• TASK DETAILS: Extract everything from the start of the records below down to the line that contains "[0,0,509,341]", including both ends, and copy those lines with no changes.

Region-labeling records:
>> BEGIN
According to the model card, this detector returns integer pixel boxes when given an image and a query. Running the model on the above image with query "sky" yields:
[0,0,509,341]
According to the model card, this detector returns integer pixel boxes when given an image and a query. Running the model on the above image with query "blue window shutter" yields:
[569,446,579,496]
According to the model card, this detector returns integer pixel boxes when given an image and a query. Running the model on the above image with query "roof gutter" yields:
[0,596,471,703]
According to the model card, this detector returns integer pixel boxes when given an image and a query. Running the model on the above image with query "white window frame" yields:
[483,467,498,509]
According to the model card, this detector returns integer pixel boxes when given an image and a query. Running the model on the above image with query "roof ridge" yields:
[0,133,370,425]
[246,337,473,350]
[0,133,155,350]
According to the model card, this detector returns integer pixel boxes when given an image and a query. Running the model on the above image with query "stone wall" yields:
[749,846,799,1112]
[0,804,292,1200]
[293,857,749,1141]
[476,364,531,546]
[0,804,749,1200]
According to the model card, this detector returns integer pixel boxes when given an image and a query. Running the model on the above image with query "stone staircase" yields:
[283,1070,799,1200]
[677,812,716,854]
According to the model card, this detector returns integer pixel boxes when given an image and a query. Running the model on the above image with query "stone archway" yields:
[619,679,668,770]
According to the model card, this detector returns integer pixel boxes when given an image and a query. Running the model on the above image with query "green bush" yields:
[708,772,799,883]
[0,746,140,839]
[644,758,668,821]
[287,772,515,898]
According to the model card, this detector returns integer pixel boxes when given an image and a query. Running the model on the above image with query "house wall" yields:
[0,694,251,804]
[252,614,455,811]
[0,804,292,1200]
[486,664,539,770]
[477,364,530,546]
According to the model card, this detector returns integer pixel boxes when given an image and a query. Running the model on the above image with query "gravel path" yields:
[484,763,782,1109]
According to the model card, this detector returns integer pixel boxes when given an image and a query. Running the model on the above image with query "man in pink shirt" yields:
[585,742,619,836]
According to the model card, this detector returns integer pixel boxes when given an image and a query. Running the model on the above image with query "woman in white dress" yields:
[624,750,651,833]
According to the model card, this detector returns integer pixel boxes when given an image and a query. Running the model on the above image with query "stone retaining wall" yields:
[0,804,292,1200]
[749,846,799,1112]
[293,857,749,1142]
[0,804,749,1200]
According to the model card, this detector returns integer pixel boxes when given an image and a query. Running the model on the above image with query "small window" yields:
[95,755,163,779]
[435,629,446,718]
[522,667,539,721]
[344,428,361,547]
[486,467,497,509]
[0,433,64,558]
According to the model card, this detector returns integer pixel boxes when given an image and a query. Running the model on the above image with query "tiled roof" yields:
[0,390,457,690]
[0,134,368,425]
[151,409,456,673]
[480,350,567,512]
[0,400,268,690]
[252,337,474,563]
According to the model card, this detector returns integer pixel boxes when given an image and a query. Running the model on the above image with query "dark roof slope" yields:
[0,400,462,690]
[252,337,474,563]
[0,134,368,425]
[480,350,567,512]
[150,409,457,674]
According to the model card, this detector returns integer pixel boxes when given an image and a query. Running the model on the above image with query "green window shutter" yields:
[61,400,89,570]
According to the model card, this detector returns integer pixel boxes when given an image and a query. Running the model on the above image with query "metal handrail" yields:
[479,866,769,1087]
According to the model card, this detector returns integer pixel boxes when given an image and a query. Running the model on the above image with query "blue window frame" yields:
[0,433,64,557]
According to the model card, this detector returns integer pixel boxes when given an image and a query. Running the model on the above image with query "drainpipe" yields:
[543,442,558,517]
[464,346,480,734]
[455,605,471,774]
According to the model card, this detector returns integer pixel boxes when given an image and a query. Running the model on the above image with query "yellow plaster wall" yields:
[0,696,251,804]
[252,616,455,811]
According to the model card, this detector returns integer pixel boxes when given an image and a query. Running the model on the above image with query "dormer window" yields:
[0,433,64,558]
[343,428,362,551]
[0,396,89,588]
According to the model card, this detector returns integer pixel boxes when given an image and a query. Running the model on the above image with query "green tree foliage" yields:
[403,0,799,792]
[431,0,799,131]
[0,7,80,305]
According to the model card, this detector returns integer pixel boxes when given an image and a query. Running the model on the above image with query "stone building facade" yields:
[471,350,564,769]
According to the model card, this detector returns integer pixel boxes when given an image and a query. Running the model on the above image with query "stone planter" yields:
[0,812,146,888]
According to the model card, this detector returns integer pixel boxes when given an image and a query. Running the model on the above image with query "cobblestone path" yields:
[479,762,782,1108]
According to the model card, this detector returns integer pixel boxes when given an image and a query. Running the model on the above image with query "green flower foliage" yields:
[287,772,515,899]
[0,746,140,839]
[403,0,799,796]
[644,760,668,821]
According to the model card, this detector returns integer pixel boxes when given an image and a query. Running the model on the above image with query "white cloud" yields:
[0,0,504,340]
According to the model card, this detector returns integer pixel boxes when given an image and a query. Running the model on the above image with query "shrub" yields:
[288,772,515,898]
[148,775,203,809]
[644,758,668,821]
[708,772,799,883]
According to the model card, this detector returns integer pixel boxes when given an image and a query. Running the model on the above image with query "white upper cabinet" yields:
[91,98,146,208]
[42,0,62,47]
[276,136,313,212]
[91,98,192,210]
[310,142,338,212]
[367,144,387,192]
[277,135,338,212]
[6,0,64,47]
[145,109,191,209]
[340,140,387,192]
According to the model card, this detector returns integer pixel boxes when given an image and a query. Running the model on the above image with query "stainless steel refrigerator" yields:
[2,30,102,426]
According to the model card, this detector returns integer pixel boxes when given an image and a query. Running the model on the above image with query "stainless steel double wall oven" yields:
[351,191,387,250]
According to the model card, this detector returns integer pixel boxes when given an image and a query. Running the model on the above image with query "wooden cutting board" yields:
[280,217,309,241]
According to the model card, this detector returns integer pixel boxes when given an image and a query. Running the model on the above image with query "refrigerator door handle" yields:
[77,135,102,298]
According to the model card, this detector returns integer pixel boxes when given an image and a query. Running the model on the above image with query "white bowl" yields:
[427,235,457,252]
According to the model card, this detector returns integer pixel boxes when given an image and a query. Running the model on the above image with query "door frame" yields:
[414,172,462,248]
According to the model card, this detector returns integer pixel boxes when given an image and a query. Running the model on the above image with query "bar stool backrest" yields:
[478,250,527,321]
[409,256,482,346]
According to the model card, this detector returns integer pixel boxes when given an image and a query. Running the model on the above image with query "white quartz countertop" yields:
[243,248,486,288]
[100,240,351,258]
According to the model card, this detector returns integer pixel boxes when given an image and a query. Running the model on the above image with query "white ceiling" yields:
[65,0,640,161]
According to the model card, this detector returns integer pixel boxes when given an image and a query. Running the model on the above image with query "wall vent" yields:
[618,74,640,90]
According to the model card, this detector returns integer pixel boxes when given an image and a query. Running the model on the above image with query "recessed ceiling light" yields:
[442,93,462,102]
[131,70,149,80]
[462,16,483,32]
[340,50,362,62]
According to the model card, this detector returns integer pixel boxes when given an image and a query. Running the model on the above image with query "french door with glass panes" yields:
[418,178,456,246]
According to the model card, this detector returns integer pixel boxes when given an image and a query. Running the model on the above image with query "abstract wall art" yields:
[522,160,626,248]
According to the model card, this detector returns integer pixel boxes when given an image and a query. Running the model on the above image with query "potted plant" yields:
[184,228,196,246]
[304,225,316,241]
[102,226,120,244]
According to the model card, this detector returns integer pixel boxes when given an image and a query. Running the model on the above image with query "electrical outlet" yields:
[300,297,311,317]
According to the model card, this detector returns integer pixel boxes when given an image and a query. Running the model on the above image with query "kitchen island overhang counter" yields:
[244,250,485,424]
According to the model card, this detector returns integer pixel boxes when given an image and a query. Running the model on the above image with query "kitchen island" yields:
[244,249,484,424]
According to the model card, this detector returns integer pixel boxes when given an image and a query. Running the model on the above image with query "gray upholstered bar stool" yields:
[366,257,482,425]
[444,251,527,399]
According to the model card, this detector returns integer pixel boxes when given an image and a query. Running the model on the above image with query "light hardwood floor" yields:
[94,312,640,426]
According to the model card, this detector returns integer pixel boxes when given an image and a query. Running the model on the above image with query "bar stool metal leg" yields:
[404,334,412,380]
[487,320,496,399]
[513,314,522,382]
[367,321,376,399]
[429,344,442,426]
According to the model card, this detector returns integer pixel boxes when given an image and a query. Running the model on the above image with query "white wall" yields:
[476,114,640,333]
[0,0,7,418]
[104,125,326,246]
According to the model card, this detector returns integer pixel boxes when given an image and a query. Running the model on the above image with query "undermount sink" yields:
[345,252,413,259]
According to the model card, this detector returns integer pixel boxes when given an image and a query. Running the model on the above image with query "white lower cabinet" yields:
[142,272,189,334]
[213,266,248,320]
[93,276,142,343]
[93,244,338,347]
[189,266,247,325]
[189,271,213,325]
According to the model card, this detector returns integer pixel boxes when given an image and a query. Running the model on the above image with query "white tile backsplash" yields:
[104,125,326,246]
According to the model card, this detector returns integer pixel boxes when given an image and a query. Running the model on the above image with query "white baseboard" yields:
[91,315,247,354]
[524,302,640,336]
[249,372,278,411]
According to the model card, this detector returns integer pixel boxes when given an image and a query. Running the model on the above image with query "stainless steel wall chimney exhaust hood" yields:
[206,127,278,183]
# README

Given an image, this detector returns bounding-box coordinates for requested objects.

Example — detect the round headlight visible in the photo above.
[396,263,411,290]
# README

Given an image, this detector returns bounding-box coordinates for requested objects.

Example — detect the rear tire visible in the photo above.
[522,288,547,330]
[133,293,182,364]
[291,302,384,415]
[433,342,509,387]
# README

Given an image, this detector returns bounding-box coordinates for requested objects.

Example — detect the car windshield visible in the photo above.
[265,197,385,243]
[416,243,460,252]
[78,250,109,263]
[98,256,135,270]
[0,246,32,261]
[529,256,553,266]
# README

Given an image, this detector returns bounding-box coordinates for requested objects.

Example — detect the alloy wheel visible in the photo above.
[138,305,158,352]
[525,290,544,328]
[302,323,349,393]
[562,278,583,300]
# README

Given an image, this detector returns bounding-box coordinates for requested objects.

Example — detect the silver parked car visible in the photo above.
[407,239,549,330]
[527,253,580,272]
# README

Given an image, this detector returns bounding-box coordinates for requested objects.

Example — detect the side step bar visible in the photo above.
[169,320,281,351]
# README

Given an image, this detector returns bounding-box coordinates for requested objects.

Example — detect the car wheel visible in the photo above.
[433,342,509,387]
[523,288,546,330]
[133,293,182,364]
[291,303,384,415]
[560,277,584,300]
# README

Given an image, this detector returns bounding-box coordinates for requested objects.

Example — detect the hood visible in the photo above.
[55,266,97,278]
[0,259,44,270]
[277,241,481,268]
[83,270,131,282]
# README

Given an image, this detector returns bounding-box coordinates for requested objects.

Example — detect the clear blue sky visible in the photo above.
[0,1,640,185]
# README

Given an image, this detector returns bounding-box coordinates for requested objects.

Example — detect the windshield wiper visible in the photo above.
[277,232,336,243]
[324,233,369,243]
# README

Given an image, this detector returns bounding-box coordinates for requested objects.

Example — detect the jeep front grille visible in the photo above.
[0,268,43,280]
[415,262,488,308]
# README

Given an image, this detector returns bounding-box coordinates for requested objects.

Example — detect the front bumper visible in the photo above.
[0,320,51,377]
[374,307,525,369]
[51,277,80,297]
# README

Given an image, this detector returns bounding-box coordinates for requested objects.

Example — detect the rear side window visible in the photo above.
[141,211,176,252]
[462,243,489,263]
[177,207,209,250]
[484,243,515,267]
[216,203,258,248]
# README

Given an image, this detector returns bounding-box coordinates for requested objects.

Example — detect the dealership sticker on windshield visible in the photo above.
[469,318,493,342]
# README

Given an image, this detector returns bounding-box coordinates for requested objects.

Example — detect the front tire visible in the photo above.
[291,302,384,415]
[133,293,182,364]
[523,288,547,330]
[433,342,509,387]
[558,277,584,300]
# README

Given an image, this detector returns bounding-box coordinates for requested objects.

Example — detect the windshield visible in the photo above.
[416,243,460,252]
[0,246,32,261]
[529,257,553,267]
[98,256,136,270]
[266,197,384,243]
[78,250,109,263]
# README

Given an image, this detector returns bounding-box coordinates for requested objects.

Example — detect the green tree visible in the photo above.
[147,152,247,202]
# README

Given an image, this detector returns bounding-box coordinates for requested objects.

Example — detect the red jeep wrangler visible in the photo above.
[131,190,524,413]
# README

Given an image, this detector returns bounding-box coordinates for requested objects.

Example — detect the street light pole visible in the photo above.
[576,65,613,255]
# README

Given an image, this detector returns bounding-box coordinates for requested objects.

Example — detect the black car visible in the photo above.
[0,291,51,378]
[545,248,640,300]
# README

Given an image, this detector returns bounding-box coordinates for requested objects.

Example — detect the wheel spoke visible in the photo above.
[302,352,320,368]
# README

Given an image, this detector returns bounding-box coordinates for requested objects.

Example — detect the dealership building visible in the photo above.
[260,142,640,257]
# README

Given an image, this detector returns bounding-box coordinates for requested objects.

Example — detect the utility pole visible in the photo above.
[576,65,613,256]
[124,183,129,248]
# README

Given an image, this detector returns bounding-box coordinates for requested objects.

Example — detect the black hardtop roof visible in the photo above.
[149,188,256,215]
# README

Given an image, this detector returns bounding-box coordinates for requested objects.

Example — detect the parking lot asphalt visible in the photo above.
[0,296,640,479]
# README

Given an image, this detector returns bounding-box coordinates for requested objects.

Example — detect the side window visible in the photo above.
>> END
• RESULT FOR THIS EXERCISE:
According to the model card, this detector returns integer pixel boxes when given an image and a query. Running the model on the above image with query "sky" yields:
[0,0,509,341]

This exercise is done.